* begin Text block *

Despite an increasing need for mobility, the annual marketing plan isn’t a relic of a lost age. It provides a clear path for strategic marketing plans that align to company business goals and targets.

However, it isn’t always easy. 

We spoke to marketing leaders about planning best practices to determine the ‘right way’ to go about it – thanks to our amazing customers for some insights!

Before we get into the specifics, it’s important to note the two main types of marketing planning.

  1. Annual planning involves static timelines, actions, and goals which are arduous to develop, but still viable and necessary.
  2. Continuous or agile planning is the day-to-day adjustments made to stick to your annual plan.

The following 6 phases can describe the annual marketing planning process:

Phase 1: Marketing Planning Starts with Your Business Strategy

Starting at the corporate level, the business strategy planning phase allows companies to iron out company priorities with a 1-3 year horizon. The CMO and board drive the process as they determine and re-evaluate goals for the next fiscal year. This phase is all about the big picture and orienting priorities. 

Phase 2: Organize Marketing’s Strategy Around Key Plans

Once company-wide objectives are determined, it’s time for the marketing executive team to step in. Overarching marketing goals are determined here. Whether it be campaigns, key milestones, or product launches, this phase is where marketing determines what markets to focus on. In addition, it determines industries to note, or positioning to be sought after. The revenue targets and projections are also determined in this phase and applied to specific markets and growth goals. 

It’s also time to kick off budget conversations in Phase 2. Initial conversations about funding should be discussed with marketing leads and aligned with plans.

* end Text block *

_Written request_.
Quote the passage on annual marketing planning from "However, it isn’t" through "for some insights!", inclusive, word for word.

* begin Recorded data *

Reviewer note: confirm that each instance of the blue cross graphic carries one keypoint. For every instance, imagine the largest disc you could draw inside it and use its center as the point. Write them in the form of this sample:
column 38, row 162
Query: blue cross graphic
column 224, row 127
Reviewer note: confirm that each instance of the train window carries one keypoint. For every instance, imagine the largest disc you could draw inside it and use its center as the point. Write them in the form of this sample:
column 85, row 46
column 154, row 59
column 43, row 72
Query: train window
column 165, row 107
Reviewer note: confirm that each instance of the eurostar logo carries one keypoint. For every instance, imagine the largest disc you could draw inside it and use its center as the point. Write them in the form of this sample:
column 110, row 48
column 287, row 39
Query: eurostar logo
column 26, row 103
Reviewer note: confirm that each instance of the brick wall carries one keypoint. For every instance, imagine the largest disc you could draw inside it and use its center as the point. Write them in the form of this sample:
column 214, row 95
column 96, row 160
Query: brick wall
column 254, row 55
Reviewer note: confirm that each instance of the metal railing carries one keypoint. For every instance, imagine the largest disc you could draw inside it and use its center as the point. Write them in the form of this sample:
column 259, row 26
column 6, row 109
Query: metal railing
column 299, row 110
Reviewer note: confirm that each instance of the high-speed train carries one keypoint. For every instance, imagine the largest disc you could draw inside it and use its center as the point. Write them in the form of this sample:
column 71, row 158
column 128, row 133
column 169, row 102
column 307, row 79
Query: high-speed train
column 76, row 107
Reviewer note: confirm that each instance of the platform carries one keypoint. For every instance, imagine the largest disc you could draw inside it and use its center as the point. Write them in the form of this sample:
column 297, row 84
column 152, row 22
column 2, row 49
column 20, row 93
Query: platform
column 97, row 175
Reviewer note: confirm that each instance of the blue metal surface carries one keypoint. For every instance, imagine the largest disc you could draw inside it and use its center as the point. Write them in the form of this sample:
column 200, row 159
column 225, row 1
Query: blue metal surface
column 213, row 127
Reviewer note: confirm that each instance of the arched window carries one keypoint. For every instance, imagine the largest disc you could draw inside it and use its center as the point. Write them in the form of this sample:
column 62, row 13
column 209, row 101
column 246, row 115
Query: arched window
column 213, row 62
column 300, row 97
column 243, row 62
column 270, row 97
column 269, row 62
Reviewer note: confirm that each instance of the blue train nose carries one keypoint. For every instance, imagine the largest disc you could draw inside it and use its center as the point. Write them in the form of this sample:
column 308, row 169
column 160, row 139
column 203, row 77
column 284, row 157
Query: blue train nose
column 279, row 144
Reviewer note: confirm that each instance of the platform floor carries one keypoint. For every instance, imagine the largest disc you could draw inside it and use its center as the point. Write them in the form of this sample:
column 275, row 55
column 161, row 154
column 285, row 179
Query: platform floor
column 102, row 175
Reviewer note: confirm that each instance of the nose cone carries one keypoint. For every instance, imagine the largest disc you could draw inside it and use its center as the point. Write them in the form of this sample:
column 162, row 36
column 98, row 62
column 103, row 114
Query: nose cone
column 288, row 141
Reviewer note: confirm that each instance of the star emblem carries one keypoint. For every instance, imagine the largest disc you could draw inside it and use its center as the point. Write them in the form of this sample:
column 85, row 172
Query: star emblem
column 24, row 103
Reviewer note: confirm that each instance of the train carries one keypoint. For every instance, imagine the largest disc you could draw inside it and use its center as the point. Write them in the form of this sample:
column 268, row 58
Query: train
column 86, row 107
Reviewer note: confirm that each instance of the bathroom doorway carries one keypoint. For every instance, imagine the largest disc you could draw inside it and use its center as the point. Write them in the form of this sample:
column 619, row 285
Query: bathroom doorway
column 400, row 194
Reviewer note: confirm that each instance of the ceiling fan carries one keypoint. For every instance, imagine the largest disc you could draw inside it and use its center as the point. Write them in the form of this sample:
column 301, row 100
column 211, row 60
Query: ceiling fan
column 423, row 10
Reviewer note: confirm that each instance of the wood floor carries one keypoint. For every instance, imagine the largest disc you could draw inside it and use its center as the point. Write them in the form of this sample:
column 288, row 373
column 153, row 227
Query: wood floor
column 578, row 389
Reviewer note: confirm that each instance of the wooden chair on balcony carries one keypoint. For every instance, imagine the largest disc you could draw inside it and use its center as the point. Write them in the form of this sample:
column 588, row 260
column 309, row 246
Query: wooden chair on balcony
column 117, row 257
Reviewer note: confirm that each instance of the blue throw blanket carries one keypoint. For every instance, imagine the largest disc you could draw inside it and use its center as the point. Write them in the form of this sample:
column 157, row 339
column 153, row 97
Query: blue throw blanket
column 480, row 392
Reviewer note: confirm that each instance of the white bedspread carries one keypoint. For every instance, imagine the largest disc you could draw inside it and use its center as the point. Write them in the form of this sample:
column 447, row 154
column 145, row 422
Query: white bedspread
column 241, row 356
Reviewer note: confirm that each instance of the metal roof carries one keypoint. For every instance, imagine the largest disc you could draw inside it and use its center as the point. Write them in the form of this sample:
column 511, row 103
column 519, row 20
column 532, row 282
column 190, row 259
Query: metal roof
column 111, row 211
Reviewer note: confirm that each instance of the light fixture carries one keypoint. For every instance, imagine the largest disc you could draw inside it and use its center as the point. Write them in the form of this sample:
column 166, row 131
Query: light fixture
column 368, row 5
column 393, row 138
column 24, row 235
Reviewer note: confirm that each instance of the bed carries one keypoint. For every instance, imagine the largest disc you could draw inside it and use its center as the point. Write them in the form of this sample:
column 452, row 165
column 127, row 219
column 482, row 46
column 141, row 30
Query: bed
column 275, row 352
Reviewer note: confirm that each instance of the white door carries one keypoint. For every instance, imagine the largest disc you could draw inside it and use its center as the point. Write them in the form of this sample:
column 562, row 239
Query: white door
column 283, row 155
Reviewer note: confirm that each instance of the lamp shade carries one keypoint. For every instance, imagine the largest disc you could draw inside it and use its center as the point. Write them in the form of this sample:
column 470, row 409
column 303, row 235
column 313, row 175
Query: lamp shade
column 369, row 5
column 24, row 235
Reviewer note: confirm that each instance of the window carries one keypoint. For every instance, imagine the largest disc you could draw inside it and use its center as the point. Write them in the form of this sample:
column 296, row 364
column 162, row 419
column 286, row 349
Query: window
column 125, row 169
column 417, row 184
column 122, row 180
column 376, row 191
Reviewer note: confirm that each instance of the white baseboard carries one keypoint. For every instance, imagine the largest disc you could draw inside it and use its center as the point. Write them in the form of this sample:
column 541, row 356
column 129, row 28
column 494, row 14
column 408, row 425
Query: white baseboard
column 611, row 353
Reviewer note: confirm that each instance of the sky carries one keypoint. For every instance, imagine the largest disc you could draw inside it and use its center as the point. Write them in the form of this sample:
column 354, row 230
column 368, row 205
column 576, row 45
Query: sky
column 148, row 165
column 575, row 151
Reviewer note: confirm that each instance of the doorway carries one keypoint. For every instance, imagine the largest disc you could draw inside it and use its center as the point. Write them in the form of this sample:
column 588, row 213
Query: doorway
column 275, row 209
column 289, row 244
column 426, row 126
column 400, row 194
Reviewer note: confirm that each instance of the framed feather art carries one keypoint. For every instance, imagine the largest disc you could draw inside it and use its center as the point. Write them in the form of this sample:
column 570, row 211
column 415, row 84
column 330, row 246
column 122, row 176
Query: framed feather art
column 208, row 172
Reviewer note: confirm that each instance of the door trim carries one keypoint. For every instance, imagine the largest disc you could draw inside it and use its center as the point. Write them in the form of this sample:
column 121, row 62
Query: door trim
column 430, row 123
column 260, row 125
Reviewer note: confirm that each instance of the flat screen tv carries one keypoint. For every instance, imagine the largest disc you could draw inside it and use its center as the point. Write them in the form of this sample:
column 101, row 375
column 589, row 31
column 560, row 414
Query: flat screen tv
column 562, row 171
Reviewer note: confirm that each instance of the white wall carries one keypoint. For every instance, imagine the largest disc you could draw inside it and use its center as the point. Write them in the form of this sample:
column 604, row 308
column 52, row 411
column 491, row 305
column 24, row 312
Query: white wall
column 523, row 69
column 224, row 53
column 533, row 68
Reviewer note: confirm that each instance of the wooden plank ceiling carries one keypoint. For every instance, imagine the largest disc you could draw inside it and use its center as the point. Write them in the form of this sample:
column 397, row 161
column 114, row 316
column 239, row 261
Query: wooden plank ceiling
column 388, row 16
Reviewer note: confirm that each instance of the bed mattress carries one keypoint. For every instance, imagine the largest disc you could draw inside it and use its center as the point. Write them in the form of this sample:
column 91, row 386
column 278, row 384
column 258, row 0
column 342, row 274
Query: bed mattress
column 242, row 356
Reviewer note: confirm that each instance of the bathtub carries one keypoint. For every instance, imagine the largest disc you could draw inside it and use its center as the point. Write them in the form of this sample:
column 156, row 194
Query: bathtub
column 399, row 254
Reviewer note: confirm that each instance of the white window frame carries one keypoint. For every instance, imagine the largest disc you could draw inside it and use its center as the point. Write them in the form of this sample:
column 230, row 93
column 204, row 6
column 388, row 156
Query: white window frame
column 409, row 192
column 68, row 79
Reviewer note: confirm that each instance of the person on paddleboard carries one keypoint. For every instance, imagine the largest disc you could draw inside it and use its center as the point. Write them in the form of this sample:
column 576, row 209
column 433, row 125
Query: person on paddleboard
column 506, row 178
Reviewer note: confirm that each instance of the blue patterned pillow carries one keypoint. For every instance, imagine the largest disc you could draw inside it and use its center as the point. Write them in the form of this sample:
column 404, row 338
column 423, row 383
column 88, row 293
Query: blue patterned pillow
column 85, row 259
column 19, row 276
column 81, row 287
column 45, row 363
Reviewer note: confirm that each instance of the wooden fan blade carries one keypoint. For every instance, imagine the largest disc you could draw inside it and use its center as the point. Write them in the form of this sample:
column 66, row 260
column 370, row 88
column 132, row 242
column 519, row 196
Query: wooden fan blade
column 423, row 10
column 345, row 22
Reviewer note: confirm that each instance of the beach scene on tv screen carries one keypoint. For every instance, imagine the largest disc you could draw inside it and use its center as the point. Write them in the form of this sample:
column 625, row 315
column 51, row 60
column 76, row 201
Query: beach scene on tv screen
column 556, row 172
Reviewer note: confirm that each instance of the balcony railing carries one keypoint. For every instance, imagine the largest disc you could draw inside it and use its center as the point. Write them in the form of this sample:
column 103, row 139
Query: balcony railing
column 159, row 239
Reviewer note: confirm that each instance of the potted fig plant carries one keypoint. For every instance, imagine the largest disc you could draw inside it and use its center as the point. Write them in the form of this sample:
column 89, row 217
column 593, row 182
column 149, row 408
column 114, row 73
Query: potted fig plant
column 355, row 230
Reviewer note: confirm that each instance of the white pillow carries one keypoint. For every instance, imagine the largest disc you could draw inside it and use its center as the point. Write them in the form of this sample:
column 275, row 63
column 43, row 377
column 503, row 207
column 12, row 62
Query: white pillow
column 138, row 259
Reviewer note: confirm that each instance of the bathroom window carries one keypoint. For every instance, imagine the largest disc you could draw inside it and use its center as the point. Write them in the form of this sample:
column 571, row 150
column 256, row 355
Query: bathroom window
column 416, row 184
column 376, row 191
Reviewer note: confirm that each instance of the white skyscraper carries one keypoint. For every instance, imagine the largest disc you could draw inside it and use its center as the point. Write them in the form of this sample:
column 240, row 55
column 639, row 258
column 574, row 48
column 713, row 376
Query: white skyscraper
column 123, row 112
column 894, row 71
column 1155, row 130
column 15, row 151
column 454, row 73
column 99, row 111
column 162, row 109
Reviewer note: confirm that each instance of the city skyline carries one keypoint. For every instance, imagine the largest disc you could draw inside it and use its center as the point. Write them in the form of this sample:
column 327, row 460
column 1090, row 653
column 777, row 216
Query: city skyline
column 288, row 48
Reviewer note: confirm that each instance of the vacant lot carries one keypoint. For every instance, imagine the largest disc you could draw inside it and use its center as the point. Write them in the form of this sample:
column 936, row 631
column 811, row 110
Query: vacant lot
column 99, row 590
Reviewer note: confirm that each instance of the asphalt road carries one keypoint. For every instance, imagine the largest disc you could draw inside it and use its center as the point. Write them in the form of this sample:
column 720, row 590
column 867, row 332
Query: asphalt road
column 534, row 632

* end Recorded data *

_Exercise output_.
However, it isn’t always easy. 

We spoke to marketing leaders about planning best practices to determine the ‘right way’ to go about it – thanks to our amazing customers for some insights!